-- DOCUMENT TEXT --
┏━━
Paul Lewis is nominated for his coverage of the G20 protests, which has already won the journalist the accolade of reporter of the year at the British Press Awards. Amelia Gentleman has been named amongst seven nominees, including the Mail on Sunday's Peter Hitchens, for her social affairs work.

Each year the Orwell Prize recognises works that "achieve George Orwell's ambition to make political writing into an art".

In the journalism category David Reynolds broke away from the print pack with his nomination for work on BBC Radio 4 and BBC News Online.

"Although moaning about the decline of journalism has become something of a national and international cliché, these acutely written, well-evidenced, careful bits of contemporary journalism show, in fact, it is in fine form," says Jean Seaton, director of the prize, in a release.

Sky News' foreign affairs editor Tim Marshall received a nod in the shortlist for the blog prize for his Foreign Matters blog alongside legal issues blogger Jack of Kent and four others.

Index On Censorship chief executive John Kampfner has been shortlisted for the book prize for his work 'Freedom For Sale: How We Made Money and Lost Our Liberty'.
┗━━
-- ITEMS --
┏━━
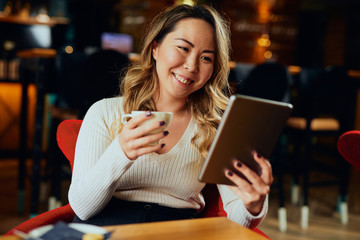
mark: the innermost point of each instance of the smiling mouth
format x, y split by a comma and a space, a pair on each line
183, 80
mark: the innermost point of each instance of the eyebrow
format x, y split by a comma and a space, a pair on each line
192, 45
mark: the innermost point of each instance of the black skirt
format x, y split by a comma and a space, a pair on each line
125, 212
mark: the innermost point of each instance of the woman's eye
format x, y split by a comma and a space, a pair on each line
208, 59
183, 48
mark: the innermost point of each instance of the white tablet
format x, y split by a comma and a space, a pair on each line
248, 124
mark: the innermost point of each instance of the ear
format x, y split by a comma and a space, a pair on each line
155, 49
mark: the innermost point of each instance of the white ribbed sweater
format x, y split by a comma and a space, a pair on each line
102, 170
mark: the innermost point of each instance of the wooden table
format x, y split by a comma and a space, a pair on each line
199, 229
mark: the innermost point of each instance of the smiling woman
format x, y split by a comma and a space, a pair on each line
118, 177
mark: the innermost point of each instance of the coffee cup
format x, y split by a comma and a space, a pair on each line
155, 117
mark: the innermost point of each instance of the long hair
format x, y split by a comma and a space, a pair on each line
206, 104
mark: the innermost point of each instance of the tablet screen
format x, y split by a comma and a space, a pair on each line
248, 124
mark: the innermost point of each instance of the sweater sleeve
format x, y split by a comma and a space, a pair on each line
236, 211
99, 163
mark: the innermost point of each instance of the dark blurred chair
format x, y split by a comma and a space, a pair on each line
271, 80
324, 102
83, 79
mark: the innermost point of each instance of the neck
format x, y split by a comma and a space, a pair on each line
177, 106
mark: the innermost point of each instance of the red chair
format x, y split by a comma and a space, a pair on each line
348, 146
66, 137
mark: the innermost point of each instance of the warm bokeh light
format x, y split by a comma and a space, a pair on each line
69, 49
267, 54
264, 41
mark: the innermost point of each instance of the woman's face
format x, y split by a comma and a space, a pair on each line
185, 58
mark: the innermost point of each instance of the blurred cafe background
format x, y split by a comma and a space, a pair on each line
57, 57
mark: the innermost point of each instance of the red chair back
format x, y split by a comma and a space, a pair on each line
348, 146
66, 135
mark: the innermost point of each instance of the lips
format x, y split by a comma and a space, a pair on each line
182, 79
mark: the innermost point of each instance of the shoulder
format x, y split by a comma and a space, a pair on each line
106, 110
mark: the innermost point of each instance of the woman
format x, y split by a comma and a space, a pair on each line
183, 69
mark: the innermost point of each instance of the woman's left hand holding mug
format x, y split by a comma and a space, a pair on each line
135, 139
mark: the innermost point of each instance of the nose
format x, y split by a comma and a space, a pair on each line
191, 64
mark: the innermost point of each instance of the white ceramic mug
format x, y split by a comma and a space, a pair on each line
155, 117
┗━━
-- EXERCISE --
Could you repeat the text on the Orwell Prize nominations word for word, in full?

-- SOLUTION --
Paul Lewis is nominated for his coverage of the G20 protests, which has already won the journalist the accolade of reporter of the year at the British Press Awards. Amelia Gentleman has been named amongst seven nominees, including the Mail on Sunday's Peter Hitchens, for her social affairs work.

Each year the Orwell Prize recognises works that "achieve George Orwell's ambition to make political writing into an art".

In the journalism category David Reynolds broke away from the print pack with his nomination for work on BBC Radio 4 and BBC News Online.

"Although moaning about the decline of journalism has become something of a national and international cliché, these acutely written, well-evidenced, careful bits of contemporary journalism show, in fact, it is in fine form," says Jean Seaton, director of the prize, in a release.

Sky News' foreign affairs editor Tim Marshall received a nod in the shortlist for the blog prize for his Foreign Matters blog alongside legal issues blogger Jack of Kent and four others.

Index On Censorship chief executive John Kampfner has been shortlisted for the book prize for his work 'Freedom For Sale: How We Made Money and Lost Our Liberty'.